Looking through the data, please report how many lines contain the string "below", giving nothing but the number.

+ + + + +

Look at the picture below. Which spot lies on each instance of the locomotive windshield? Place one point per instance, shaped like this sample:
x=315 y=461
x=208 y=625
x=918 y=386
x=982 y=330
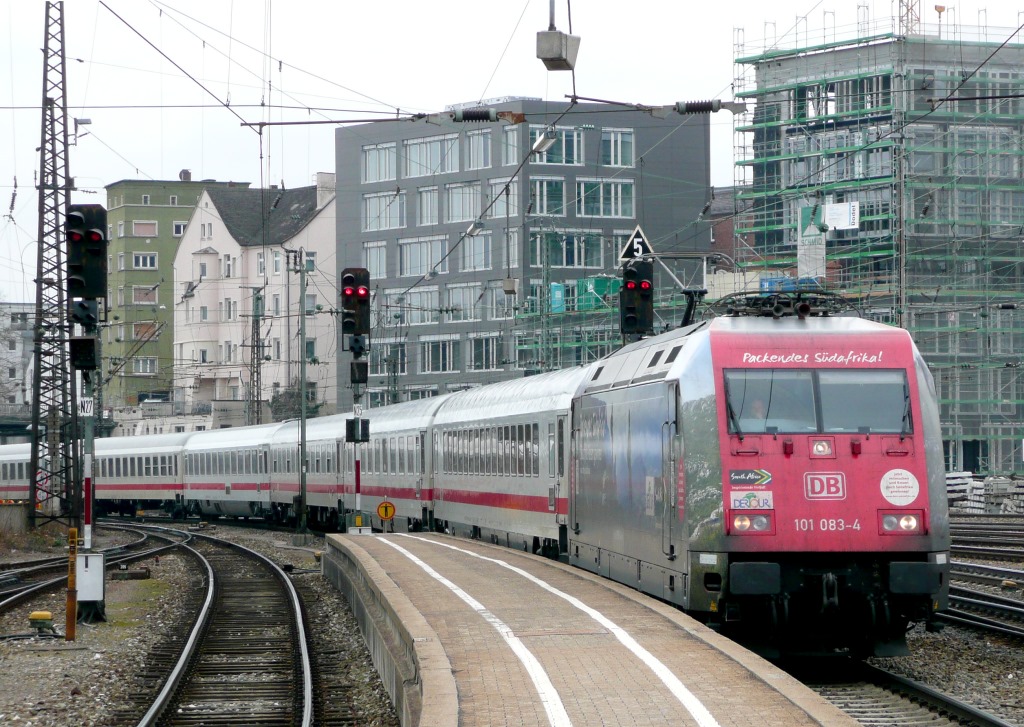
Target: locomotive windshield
x=787 y=400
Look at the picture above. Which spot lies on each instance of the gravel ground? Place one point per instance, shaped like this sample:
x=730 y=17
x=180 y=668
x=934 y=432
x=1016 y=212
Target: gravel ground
x=49 y=682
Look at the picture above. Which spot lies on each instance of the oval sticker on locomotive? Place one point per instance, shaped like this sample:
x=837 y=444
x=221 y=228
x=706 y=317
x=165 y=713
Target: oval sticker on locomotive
x=761 y=500
x=900 y=487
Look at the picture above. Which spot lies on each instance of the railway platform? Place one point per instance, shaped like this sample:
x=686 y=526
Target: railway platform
x=470 y=634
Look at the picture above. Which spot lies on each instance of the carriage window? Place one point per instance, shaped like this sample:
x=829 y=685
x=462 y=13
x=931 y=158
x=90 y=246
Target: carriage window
x=535 y=451
x=770 y=400
x=864 y=401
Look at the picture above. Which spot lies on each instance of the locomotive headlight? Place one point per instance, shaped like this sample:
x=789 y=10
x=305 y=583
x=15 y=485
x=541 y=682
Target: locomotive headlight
x=821 y=447
x=896 y=522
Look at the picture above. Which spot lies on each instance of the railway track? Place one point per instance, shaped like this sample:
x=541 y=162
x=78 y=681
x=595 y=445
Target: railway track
x=32 y=578
x=246 y=661
x=875 y=696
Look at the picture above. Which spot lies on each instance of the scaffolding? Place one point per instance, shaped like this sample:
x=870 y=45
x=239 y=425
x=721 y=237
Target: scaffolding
x=923 y=127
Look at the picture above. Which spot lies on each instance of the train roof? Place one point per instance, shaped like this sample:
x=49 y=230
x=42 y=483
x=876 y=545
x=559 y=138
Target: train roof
x=142 y=443
x=408 y=415
x=232 y=437
x=516 y=397
x=808 y=326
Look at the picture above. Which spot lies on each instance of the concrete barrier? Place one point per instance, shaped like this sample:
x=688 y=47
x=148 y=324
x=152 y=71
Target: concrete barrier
x=404 y=648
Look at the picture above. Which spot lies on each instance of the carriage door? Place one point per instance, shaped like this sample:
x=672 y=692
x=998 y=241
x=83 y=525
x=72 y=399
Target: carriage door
x=669 y=460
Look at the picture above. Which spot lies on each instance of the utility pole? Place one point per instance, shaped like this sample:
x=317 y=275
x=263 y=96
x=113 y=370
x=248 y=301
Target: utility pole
x=254 y=401
x=297 y=263
x=54 y=468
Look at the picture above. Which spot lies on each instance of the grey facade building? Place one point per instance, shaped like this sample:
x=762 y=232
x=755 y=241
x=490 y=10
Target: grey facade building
x=488 y=261
x=923 y=128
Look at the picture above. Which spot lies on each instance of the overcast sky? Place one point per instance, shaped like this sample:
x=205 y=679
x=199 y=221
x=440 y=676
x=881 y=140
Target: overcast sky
x=154 y=78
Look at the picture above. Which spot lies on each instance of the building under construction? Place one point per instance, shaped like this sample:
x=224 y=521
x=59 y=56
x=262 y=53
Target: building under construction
x=887 y=160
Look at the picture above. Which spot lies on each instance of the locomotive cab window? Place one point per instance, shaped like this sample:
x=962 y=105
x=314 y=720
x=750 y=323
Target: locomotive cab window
x=864 y=401
x=770 y=400
x=791 y=401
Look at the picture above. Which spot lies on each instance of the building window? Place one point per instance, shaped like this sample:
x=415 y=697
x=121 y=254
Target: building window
x=548 y=196
x=379 y=162
x=418 y=256
x=375 y=259
x=478 y=150
x=616 y=147
x=500 y=305
x=386 y=358
x=144 y=365
x=144 y=261
x=419 y=305
x=604 y=198
x=438 y=356
x=505 y=196
x=143 y=228
x=510 y=145
x=464 y=302
x=463 y=201
x=566 y=250
x=143 y=294
x=484 y=353
x=476 y=252
x=426 y=206
x=567 y=148
x=383 y=211
x=434 y=155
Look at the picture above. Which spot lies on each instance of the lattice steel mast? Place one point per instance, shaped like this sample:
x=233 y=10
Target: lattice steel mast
x=53 y=485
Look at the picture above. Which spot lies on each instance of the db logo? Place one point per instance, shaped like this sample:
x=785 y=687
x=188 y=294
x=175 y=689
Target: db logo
x=824 y=485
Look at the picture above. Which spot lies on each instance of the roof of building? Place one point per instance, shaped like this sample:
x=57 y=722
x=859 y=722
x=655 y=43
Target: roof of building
x=288 y=212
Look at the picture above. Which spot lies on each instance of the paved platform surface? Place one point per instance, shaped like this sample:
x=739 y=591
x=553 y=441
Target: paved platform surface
x=536 y=642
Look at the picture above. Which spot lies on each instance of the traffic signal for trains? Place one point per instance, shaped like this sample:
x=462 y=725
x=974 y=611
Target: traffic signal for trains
x=355 y=301
x=636 y=298
x=356 y=430
x=82 y=351
x=86 y=240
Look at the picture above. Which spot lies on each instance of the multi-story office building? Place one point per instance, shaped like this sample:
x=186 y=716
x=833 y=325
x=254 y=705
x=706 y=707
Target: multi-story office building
x=489 y=260
x=146 y=220
x=922 y=128
x=245 y=330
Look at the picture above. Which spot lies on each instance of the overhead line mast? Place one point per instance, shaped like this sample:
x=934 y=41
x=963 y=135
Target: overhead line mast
x=54 y=477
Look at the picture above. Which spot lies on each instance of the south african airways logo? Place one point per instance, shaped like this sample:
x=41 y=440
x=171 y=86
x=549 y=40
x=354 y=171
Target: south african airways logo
x=750 y=478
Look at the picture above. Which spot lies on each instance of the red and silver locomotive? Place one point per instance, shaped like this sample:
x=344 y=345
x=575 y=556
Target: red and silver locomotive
x=776 y=471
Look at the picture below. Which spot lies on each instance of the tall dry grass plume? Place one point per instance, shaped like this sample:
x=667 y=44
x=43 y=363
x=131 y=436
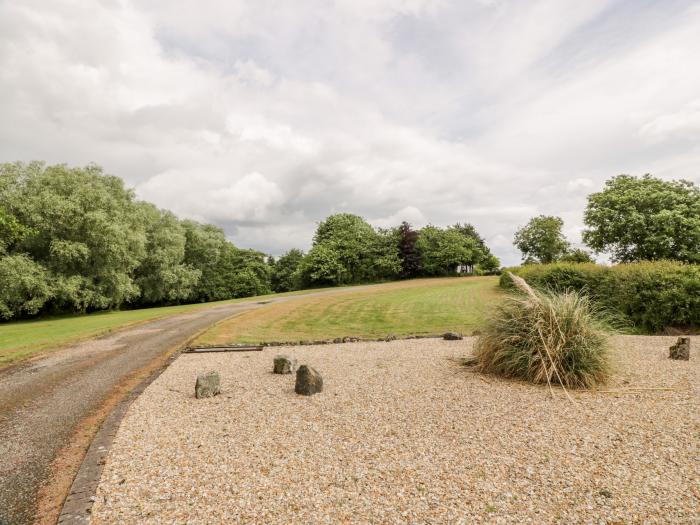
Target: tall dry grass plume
x=552 y=338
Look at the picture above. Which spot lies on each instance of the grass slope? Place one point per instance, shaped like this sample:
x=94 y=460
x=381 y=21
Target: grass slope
x=22 y=339
x=416 y=307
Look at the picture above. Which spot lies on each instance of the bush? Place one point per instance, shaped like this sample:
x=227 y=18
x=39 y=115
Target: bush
x=648 y=295
x=546 y=337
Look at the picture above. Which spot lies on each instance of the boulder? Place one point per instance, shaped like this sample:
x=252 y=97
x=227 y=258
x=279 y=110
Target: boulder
x=208 y=385
x=681 y=350
x=309 y=381
x=283 y=364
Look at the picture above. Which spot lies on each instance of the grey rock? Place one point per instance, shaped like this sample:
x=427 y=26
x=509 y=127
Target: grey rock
x=283 y=364
x=681 y=350
x=208 y=385
x=309 y=381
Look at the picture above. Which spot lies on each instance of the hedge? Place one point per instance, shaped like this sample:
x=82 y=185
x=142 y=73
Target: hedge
x=650 y=296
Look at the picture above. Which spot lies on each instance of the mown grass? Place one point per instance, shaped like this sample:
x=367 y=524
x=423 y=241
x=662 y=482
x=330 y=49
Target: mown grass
x=416 y=307
x=22 y=339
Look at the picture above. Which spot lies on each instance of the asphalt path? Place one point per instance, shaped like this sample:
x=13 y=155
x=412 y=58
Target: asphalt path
x=44 y=401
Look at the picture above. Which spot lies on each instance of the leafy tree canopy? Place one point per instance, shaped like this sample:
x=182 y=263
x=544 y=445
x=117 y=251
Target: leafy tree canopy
x=644 y=218
x=541 y=239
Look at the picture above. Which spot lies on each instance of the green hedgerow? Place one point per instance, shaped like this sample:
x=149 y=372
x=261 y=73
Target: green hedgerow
x=546 y=337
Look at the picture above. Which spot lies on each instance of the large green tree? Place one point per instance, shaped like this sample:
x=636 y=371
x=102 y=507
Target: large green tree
x=541 y=239
x=226 y=271
x=284 y=271
x=162 y=276
x=644 y=218
x=409 y=255
x=442 y=250
x=84 y=228
x=346 y=250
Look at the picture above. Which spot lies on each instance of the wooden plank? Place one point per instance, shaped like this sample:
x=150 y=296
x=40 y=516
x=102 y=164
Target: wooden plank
x=205 y=349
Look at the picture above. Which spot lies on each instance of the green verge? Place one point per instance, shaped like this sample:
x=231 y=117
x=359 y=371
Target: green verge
x=20 y=340
x=417 y=307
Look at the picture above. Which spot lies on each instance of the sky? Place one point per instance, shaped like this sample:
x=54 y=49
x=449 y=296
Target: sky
x=265 y=117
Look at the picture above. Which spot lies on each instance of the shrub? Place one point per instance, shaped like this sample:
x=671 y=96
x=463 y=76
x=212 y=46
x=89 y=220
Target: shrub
x=546 y=337
x=647 y=295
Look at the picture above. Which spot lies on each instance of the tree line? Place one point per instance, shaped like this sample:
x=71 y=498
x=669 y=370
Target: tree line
x=632 y=219
x=76 y=240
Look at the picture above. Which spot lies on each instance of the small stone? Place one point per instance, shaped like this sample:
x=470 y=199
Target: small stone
x=681 y=350
x=207 y=385
x=605 y=493
x=309 y=381
x=283 y=364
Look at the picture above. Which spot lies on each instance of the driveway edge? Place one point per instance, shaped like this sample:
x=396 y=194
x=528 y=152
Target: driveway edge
x=77 y=507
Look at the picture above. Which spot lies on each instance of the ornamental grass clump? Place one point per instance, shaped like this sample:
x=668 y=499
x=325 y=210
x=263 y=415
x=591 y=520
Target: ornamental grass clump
x=545 y=337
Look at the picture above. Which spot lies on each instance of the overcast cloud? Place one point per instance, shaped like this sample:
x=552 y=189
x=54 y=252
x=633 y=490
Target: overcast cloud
x=265 y=117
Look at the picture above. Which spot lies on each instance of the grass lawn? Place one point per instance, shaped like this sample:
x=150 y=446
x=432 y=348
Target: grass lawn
x=416 y=307
x=21 y=339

+ + + + +

Final answer: 2